STATED EXERCISE:
Show each line of the rows below that contains the string "bush", matching case exactly.
--- start ---
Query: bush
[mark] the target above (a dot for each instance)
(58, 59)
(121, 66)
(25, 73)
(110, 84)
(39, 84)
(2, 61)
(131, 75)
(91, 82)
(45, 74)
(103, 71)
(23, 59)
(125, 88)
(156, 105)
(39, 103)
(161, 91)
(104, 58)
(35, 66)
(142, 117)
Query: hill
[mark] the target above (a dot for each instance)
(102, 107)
--- end ---
--- start ---
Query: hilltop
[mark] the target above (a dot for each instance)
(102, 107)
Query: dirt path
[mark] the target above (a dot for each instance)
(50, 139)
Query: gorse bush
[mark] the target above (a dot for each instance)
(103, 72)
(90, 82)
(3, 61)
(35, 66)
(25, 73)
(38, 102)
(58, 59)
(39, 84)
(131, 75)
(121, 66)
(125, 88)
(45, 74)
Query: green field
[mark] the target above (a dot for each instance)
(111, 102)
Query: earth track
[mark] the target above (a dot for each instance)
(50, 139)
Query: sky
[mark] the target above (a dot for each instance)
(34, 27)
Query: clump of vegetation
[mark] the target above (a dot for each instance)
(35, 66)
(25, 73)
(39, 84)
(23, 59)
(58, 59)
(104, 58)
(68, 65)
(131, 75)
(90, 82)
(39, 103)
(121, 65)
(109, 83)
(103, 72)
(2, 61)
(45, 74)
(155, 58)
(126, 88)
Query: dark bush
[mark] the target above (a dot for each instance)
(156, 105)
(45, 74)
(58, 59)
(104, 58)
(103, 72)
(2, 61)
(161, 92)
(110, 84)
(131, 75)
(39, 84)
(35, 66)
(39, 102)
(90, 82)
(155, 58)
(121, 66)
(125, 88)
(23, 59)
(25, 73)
--- end ---
THE COMPLETED TASK:
Query: bush
Query: gorse bush
Query: dark bush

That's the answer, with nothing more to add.